### USING THE INFORMATION
1. According to the passage on Latin America and climate change, why does Latin America have a lot to say about the future of the planet? Answer in one or two sentences.
2. Reproduce the passage on Latin America and climate change from "Latin America has" to "across the world.", inclusive.
3. In the passage on Latin America and climate change, what is the value of the Amazon Fund that Lula da Silva plans to reinstate?

Climate change has huge relevance to the future of the region. This is because, generally speaking, it is superimposed on existing vulnerabilities. And the signs since last year’s elections are significant. Colombia’s new president, Gustavo Petro, has announced plans to phase out coal and oil, going as far as to say that the world needs an “immediate withdrawal from the oil and gas industry”. Brazil’s newly re-elected leader, Luiz Inácio Lula da Silva, campaigned on the promise of fighting global climate change by protecting the Amazon rainforest. This includes reinstating the $1.2 billion Amazon Fund created to protect the world’s largest rainforest, after a three-year period of inactivity under the presidency of Jair Bolsonaro.  

Latin America has a lot to say about the future of the planet because it is home to such important biodiversity – in fact, per square kilometre, Colombia is the world’s most biodiverse country. The need for collaboration across the region and world has therefore never been clearer. There is a huge opportunity to do things the right way in business and beyond. As the world takes a stronger stance towards climate change, Latin America’s standing will only become more significant, with bridges set to be built with progressive countries across the world.

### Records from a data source
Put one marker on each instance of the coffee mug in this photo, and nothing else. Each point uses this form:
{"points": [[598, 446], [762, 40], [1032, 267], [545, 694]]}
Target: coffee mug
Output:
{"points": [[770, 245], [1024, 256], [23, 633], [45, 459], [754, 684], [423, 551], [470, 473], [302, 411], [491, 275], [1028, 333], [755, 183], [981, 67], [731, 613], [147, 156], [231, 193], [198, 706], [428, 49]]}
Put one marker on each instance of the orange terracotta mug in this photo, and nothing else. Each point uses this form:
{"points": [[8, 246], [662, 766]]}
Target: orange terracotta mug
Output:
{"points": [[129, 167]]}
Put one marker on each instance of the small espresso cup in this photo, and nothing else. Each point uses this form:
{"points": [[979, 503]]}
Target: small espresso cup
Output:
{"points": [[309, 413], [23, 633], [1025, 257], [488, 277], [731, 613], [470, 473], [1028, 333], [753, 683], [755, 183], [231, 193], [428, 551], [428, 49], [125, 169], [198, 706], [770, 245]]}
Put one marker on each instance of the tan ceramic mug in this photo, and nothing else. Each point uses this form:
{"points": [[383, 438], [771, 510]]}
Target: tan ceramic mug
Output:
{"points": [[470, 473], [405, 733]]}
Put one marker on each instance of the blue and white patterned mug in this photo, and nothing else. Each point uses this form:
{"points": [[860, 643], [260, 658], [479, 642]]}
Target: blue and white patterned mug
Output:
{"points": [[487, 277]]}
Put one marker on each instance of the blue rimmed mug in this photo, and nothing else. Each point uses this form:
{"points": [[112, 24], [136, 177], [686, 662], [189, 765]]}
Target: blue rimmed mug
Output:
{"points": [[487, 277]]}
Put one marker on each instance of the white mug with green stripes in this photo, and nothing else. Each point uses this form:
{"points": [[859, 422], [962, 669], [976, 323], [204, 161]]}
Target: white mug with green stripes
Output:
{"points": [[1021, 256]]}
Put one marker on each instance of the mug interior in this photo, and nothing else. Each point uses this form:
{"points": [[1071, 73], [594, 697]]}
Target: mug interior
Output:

### TASK-BY-TASK SOLUTIONS
1. Latin America has a lot to say about the planet's future because it is home to very important biodiversity. Per square kilometre, Colombia is the world's most biodiverse country.

2.
Latin America has a lot to say about the future of the planet because it is home to such important biodiversity – in fact, per square kilometre, Colombia is the world’s most biodiverse country. The need for collaboration across the region and world has therefore never been clearer. There is a huge opportunity to do things the right way in business and beyond. As the world takes a stronger stance towards climate change, Latin America’s standing will only become more significant, with bridges set to be built with progressive countries across the world.

3. $1.2 billion.